Exercise objective: Reproduce each line of the data below exactly as it appears, with no changes.

Records supplied:
(begin)

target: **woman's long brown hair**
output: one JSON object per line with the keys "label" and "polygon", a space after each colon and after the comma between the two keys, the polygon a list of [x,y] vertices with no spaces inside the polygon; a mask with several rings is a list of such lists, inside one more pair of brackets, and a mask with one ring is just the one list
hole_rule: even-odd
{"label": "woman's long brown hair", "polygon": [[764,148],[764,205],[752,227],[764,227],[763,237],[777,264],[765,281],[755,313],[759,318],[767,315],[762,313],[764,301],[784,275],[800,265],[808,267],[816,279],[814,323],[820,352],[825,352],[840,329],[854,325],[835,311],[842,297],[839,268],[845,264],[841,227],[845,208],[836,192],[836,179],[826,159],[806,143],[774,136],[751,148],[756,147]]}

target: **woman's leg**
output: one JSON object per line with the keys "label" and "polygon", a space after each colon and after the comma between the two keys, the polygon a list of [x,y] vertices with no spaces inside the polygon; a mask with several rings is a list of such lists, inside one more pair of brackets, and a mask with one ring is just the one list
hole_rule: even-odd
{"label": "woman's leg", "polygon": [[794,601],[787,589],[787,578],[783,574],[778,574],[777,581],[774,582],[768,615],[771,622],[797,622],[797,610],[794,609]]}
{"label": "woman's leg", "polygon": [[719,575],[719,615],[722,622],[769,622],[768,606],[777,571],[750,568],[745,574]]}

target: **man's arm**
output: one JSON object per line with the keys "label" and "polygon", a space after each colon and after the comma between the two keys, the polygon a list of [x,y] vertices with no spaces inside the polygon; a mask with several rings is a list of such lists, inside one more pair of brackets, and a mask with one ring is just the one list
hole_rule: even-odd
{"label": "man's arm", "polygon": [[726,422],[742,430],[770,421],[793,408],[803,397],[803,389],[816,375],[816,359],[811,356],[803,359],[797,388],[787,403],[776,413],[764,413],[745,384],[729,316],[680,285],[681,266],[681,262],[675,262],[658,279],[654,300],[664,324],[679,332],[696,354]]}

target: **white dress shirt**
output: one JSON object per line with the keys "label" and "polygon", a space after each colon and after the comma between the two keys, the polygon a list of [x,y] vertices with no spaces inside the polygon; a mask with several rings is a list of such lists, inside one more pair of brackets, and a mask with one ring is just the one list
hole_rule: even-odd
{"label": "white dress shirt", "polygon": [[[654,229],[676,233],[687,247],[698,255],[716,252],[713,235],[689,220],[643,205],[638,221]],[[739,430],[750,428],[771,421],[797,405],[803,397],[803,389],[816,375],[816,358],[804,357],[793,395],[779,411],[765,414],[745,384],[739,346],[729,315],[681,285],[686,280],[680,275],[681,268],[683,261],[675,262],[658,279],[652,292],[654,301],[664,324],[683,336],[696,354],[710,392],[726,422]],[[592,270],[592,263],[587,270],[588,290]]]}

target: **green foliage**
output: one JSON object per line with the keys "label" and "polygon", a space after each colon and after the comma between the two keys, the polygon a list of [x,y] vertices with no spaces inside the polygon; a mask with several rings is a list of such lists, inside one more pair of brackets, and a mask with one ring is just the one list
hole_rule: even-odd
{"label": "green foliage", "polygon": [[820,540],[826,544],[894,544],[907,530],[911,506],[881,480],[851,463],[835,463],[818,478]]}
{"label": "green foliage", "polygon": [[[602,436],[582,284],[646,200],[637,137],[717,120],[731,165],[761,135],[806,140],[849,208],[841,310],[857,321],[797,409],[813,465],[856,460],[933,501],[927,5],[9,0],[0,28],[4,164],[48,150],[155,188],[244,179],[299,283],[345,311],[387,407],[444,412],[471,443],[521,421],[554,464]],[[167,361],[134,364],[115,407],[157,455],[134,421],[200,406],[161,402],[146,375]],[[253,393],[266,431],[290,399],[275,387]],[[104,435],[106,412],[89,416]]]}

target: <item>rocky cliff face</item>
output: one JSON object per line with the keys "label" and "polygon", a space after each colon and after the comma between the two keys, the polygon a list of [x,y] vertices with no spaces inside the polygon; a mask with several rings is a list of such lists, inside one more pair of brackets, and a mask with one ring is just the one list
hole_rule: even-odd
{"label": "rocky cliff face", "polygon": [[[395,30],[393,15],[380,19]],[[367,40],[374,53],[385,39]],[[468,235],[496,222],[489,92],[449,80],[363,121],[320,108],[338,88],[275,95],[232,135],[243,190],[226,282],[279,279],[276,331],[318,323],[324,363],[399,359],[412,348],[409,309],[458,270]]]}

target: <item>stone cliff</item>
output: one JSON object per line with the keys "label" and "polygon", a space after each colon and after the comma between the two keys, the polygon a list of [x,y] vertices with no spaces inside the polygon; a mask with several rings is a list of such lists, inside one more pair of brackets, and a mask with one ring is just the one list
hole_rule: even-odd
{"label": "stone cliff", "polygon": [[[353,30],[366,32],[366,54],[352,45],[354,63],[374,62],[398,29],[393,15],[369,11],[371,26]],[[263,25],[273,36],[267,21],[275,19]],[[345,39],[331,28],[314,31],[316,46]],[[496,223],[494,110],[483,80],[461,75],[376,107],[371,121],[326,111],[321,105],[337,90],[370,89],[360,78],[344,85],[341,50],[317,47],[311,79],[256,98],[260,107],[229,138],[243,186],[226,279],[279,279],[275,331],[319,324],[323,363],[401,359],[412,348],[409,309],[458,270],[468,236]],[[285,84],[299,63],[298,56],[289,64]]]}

(end)

Correct response:
target: **woman's long brown hair**
output: one JSON object per line with the keys "label" and "polygon", a space after each colon and after the comma between the two keys, the polygon a list of [x,y] vertices with no spaces inside the polygon; a mask with several rings is a list of such lists, inside one more pair of brackets, and a mask with one ring is just the one list
hole_rule: even-odd
{"label": "woman's long brown hair", "polygon": [[764,148],[764,205],[752,227],[764,227],[763,237],[777,264],[765,281],[755,313],[759,318],[767,315],[762,313],[764,301],[784,275],[800,265],[808,267],[816,279],[814,323],[820,352],[825,352],[840,329],[854,325],[835,311],[842,297],[839,268],[845,264],[841,227],[845,208],[836,192],[836,179],[826,159],[806,143],[774,136],[751,148],[756,147]]}

target: **woman's leg**
output: one JSON object per line with the keys "label" and "polygon", a space after each colon and after the comma between the two keys, the polygon a list of [x,y] vertices with no spaces inside the polygon; a mask with several rings is a list of such lists, inside one more pair of brackets, and a mask with one ring is just the one list
hole_rule: even-odd
{"label": "woman's leg", "polygon": [[794,601],[787,589],[787,578],[783,574],[778,574],[777,581],[774,582],[768,615],[771,622],[797,622],[797,610],[794,609]]}
{"label": "woman's leg", "polygon": [[719,575],[719,615],[722,622],[769,622],[768,606],[777,571],[750,568],[745,574]]}

target: **man's arm**
output: one JSON object per line with the keys "label" and "polygon", a space after each colon and after the comma between the two keys, the polygon a list of [x,y] vertices with no spaces inside the polygon; a mask with several rings is a list of such lists, inside one more pair of brackets, and a mask with one ring is just the one list
hole_rule: even-odd
{"label": "man's arm", "polygon": [[726,422],[742,430],[770,421],[793,408],[803,397],[803,389],[816,375],[816,359],[811,356],[803,359],[797,388],[787,403],[776,413],[764,413],[745,384],[729,316],[680,285],[681,266],[681,262],[675,262],[658,279],[654,300],[664,324],[679,332],[696,354]]}

target: **white dress shirt**
output: one JSON object per line with the keys "label" and "polygon", a space after each colon and after the comma between the two keys, the polygon a list of [x,y] vertices with no spaces inside the polygon; a mask with several rings is a list of such lists, inside one more pair of brackets, and a mask with one ring is just the one list
hole_rule: even-odd
{"label": "white dress shirt", "polygon": [[[654,229],[676,233],[687,247],[698,255],[716,252],[713,235],[689,220],[643,205],[638,221]],[[739,430],[750,428],[771,421],[797,405],[803,397],[803,389],[816,375],[816,358],[804,357],[793,395],[779,411],[765,414],[745,384],[739,346],[729,315],[681,285],[686,280],[680,275],[681,268],[683,261],[675,262],[658,279],[652,292],[654,301],[664,324],[683,336],[696,354],[710,392],[726,422]],[[592,270],[592,263],[587,270],[588,290]]]}

target: **green foliage**
output: one JSON object per line with the keys "label" and "polygon", a space after each colon and after the comma between the two keys, the polygon a list of [x,y] vertices with no spaces inside the polygon; a mask with several rings is a list of such lists, inside one more pair of brackets, and a mask with one ring is just the one list
hole_rule: even-odd
{"label": "green foliage", "polygon": [[820,540],[826,544],[894,544],[907,530],[911,506],[881,480],[851,463],[835,463],[818,478]]}
{"label": "green foliage", "polygon": [[[602,436],[582,284],[646,200],[637,137],[717,120],[731,165],[761,135],[806,140],[849,208],[841,310],[857,321],[797,409],[813,465],[856,460],[933,501],[927,5],[9,0],[0,28],[4,164],[48,150],[155,188],[244,179],[299,283],[345,311],[387,407],[444,412],[471,443],[521,421],[554,464]],[[167,361],[134,364],[115,407],[157,455],[134,421],[200,406],[161,402],[146,375]],[[253,393],[266,431],[290,399],[275,387]],[[104,435],[106,412],[89,416]]]}

target: <item>rocky cliff face</item>
output: one JSON object per line with the keys "label" and "polygon", a space after each colon and after the comma between the two keys, the polygon a list of [x,y] vertices with no spaces inside the polygon; a mask with several rings is a list of such lists, inside one more pair of brackets, and a mask with one ring is just the one list
hole_rule: even-odd
{"label": "rocky cliff face", "polygon": [[[395,30],[393,15],[380,19]],[[367,40],[374,53],[385,39]],[[468,235],[496,222],[489,92],[449,80],[363,121],[320,108],[338,88],[275,95],[232,135],[243,190],[226,282],[279,279],[276,331],[318,323],[324,363],[399,359],[412,348],[409,309],[458,270]]]}

target: <item>stone cliff</item>
output: one JSON object per line with the keys "label" and "polygon", a space after each colon and after the comma between the two keys, the polygon a list of [x,y] vertices with no spaces inside the polygon; a mask with several rings is a list of such lists, inside one more pair of brackets, and a mask with one ring is just the one list
hole_rule: even-odd
{"label": "stone cliff", "polygon": [[[353,30],[366,32],[366,54],[352,45],[354,63],[374,62],[398,29],[393,15],[369,11],[371,26]],[[263,25],[273,36],[267,21],[275,19]],[[345,39],[331,28],[314,31],[316,46]],[[496,223],[494,110],[483,80],[461,75],[376,107],[371,121],[326,111],[321,105],[337,90],[370,89],[360,78],[344,85],[341,50],[317,47],[311,79],[256,98],[260,107],[229,138],[243,186],[226,279],[279,279],[275,331],[319,324],[323,363],[401,359],[412,348],[409,309],[458,270],[468,236]],[[285,84],[299,63],[298,56],[289,64]]]}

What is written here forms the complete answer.